Can you recast all the entries below as a two-column CSV with the headers "request" and "answer", one row per request, with its text and its answer each in one quoted field and every line break turned into a space?

## START Source material

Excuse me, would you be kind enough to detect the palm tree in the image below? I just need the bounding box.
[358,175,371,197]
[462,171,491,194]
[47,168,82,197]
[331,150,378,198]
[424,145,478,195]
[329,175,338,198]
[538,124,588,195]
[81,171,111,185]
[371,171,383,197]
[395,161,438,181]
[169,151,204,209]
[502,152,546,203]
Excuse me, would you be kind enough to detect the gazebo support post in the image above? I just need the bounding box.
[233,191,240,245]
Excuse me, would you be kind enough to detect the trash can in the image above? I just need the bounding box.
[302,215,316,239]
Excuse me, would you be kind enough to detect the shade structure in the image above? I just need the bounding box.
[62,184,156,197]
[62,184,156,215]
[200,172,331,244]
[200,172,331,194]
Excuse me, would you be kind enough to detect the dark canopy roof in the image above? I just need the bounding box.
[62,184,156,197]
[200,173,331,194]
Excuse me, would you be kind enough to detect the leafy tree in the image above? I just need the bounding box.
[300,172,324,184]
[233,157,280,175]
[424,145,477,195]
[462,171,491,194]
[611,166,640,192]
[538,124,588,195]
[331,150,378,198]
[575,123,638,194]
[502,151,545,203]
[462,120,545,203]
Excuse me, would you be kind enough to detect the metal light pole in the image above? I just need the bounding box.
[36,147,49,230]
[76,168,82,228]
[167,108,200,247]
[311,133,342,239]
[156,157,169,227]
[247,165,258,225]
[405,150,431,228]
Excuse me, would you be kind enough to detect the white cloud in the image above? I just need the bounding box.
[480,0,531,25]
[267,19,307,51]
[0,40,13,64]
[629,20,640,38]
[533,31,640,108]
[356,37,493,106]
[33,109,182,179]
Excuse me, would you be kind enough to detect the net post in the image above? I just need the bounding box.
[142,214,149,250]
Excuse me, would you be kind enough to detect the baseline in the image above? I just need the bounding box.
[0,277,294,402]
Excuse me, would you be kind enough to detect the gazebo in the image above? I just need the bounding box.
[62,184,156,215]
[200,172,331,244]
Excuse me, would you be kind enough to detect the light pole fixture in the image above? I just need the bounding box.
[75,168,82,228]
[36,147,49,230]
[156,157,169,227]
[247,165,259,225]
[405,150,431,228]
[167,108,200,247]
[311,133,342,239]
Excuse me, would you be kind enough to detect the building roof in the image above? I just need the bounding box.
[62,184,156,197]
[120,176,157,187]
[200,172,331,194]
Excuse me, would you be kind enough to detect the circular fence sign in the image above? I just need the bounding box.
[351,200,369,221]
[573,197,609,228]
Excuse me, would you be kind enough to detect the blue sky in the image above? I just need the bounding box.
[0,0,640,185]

## END Source material

(Result of the task)
request,answer
"Excuse me, would you be kind enough to detect the palm tree in the image below? I just need the bounding box.","[358,175,371,197] [462,171,491,194] [47,168,82,197] [331,150,378,198] [424,145,478,195] [329,175,338,198] [538,124,588,195] [81,171,111,185] [371,171,383,197] [395,161,438,181] [169,151,204,209] [502,152,546,203]"
"Excuse me, would you be kind enough to detect the gazebo support post in the image above? I just need the bounding box.","[233,191,240,245]"
"Excuse me, would you be kind enough to detect the trash can in the image above? I just need the bounding box.","[302,215,316,239]"
"Excuse me, would you be kind enough to detect the shade structure in the image above? I just need the bounding box.","[62,184,156,197] [62,184,156,215] [200,172,331,244] [200,172,331,194]"
"Excuse me, would you be kind enough to detect the dark canopy roof in the image above? I just need the bounding box.","[62,184,156,197] [200,173,331,194]"
"Excuse me, would you be kind enough to detect the leafy tree in the image above? I just need the bounding box.","[300,172,324,184] [233,157,280,175] [424,145,477,195] [462,171,491,194] [611,166,640,192] [538,124,588,195] [331,150,378,198] [575,123,638,194] [502,151,545,203] [462,120,545,203]"
"Excuse me, would you be kind enough to detect the metal light pole in the image above? I just need the bounding box.","[36,147,49,230] [76,168,82,228] [167,108,200,247] [311,133,342,239] [156,157,169,227] [247,165,258,225] [405,150,431,228]"
"Excuse me, would you be kind enough to detect the white cloud in the image above? I just need the bounding box.","[480,0,531,25] [267,19,307,51] [0,40,13,64] [629,20,640,38] [533,31,640,108] [356,37,493,106] [33,109,182,179]"
"Excuse me, would you be kind enough to detect the net post in the image above? I just need the bounding box.","[142,214,149,250]"
"Excuse me, would you be kind enough to detect the baseline in the image above? I just need the bounding box.","[0,277,294,402]"
"Excuse me, would you be kind enough to detect the gazebo in the image above? I just need the bounding box.","[62,184,156,215] [200,172,331,244]"
"Excuse me, would you be kind enough to detect the light pole fixture in the image above? I just need the bounding box.","[75,168,82,228] [36,147,49,230] [156,157,169,227] [247,165,259,225] [405,150,431,228] [167,108,200,247] [311,133,342,239]"
"Excuse me, would you be kind enough to detect the building roof in the image above? I just need the bounding box.","[62,184,156,197] [120,176,157,187] [200,172,331,194]"
"Excuse me, would you be kind enough to detect the circular fence sign in the image above? I just need the bounding box.","[351,200,369,221] [573,197,609,228]"
"Excuse me, would you be kind enough to detect the blue sky in the image above? I just need the bounding box.","[0,0,640,185]"